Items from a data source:
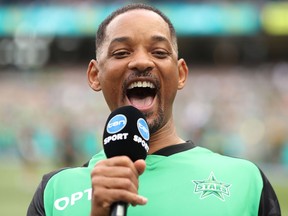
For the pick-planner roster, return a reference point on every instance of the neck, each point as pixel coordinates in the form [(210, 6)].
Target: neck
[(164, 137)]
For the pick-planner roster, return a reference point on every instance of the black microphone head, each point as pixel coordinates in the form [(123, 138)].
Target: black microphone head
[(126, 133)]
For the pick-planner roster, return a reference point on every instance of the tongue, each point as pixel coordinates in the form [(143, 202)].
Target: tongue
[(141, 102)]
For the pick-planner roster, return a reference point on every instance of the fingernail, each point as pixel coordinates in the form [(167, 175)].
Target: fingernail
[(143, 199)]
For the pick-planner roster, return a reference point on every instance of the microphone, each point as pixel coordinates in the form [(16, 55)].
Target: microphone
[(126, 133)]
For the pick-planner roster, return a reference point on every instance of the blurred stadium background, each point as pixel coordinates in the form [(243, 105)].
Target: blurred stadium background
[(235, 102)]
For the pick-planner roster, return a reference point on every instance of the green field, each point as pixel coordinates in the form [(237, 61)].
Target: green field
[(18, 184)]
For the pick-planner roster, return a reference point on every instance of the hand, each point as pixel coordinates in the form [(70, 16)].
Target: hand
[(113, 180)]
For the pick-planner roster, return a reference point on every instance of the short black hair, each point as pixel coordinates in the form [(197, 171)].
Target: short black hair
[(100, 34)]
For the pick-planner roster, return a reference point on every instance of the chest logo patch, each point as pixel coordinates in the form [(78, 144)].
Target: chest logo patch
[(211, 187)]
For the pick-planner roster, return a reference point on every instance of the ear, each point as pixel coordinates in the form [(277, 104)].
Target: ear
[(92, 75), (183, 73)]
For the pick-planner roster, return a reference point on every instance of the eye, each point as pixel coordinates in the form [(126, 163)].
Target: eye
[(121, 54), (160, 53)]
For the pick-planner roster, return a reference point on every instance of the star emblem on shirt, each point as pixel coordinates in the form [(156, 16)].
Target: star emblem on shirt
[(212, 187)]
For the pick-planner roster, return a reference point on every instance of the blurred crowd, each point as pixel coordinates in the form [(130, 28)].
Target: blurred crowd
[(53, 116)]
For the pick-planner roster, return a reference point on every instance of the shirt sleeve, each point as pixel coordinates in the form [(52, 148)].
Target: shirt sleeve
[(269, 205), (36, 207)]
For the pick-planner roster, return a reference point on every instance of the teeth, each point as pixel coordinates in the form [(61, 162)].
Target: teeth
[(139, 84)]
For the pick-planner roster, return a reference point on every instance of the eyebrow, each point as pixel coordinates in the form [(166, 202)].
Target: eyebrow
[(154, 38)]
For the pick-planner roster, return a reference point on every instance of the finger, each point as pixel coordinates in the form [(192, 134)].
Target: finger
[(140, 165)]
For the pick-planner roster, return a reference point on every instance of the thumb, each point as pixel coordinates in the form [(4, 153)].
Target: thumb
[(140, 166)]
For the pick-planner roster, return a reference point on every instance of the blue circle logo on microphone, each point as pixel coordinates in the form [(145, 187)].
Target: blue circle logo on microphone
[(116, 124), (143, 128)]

...

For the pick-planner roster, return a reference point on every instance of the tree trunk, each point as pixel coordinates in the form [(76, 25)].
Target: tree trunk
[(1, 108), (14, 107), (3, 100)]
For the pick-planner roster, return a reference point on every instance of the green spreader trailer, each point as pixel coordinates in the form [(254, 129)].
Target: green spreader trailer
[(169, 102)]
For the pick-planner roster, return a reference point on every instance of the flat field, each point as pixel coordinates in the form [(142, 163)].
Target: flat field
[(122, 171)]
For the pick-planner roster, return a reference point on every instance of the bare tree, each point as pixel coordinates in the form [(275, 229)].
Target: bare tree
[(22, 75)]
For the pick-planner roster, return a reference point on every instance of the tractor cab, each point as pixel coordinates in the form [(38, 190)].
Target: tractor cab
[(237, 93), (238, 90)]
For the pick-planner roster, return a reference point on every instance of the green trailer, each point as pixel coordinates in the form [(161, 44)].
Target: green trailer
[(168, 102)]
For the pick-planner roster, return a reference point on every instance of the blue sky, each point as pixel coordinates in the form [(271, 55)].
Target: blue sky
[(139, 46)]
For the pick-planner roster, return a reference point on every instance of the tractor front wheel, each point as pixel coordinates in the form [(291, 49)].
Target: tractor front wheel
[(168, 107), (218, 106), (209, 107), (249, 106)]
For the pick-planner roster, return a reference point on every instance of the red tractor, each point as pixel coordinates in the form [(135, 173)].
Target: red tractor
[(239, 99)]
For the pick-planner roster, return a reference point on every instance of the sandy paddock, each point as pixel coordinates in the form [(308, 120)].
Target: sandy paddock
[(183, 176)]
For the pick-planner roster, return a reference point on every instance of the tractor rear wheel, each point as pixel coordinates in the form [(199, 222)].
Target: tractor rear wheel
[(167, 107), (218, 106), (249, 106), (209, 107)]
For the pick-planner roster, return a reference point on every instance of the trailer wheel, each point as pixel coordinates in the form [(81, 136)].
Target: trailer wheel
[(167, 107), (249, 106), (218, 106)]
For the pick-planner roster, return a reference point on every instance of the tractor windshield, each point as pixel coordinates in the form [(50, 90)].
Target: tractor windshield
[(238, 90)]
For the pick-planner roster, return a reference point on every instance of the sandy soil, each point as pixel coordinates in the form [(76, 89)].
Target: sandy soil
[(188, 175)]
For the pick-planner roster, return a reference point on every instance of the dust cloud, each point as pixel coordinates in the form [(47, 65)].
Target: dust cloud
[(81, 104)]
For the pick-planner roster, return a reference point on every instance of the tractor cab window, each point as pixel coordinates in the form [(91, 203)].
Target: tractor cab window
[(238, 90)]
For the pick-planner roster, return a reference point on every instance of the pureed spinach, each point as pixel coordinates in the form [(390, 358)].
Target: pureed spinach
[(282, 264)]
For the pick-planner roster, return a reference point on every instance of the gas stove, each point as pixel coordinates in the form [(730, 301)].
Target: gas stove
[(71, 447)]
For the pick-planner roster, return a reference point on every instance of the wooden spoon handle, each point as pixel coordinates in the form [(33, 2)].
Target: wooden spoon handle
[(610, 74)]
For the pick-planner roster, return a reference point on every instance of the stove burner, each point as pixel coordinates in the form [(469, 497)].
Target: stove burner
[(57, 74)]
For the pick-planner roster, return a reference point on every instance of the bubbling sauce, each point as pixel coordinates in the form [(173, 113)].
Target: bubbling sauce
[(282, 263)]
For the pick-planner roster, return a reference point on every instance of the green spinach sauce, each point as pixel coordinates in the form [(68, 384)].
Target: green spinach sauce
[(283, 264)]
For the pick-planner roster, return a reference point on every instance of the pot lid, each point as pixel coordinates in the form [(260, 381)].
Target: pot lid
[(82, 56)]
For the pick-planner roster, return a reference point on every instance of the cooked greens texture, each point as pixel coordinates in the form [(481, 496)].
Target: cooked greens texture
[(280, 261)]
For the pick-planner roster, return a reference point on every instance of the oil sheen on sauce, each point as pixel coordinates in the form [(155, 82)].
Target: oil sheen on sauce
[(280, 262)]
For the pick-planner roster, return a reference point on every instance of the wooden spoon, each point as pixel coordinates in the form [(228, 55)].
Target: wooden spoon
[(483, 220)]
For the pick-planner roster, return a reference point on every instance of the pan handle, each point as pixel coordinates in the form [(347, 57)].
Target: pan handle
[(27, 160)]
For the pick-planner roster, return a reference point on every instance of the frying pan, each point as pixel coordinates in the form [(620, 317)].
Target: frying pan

● What is asked: Copy out the lines from the one containing "form [(481, 496)]." through the one containing "[(280, 262)]", inclusive, replacing "reference point" with "landmark point" wherever it occurs and leaving everything else unchanged.

● Result:
For the pick-planner roster, return a landmark point on every instance of the cooked greens texture, each point as pixel coordinates in the form [(481, 496)].
Target: cooked greens texture
[(280, 261)]
For the pick-planner roster, return a landmark point on every instance of the oil sheen on sauce, each point as pixel coordinates in the form [(155, 82)].
Target: oil sheen on sauce
[(280, 262)]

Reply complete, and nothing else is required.